** begin EXTRACT PROVIDED **

Now suppose arr were as follows.

arr = [{a: "cat", b: [1,2]}]

Let's make the copy.

arr1 = arr.dup.map(&:dup)
#=> [{:a=>"cat", :b=>[1, 2]}]

Now modify arr[0][:b].

arr[0][:b] << 3
#=> [{:a=>"cat", :b=>[1, 2, 3]}]
arr1
#=> [{:a=>"cat", :b=>[1, 2, 3]}]

Drat! arr1 changed. We can again look at object ids to see why that happened.

arr.object_id
#=> 4488500
arr1.object_id
#=> 4503140

arr.map(&:object_id)
#=> [4488520]
arr1.map(&:object_id)
#=> [4503100]

arr[0][:b].object_id
#=> 4488560
arr1[0][:b].object_id
#=> 4488560

We see that arr and arr1 are different objects and there respective hashes are the same elements, but the array is the same object for both hashes. We therefore need to do something like this:

arr1[0][:b] = arr[0][:b].dup

but that's still not good enough if arr were:

arr = [{a: "cat", b: [1,[2,3]]}]

What we need is a method that will make a deep copy. A common solution for that is to use the methods Marshal::dump and Marshal::load.

** end EXTRACT PROVIDED **

* _YOUR INSTRUCTIONS_
According to the Ruby copying extract, which methods are a common way to make a deep copy? The rows have no connection to the Ruby copying extract.

** begin EXCERPTED DATA **

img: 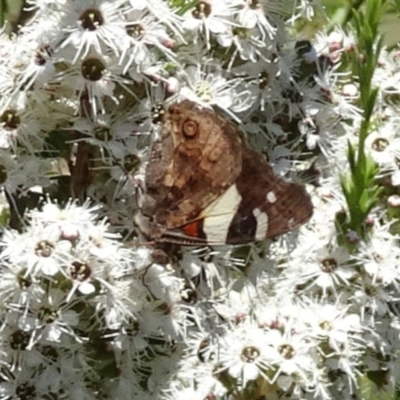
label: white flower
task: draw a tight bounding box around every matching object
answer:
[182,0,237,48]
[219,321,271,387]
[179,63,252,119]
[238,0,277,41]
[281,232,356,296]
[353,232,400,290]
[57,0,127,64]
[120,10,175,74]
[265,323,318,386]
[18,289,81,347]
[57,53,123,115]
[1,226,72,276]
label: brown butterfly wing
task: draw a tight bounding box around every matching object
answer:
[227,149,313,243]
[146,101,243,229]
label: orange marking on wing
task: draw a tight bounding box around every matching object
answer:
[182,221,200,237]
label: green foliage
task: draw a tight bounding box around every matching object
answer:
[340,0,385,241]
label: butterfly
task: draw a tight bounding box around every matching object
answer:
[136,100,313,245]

** end EXCERPTED DATA **
** begin EXCERPTED DATA **

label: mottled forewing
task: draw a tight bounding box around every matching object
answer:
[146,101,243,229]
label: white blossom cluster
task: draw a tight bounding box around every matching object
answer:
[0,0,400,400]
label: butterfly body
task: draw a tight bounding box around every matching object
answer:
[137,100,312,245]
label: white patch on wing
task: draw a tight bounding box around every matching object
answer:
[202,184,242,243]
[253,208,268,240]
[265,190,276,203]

** end EXCERPTED DATA **

* _REPLY TO THE TASK_
Marshal::dump and Marshal::load.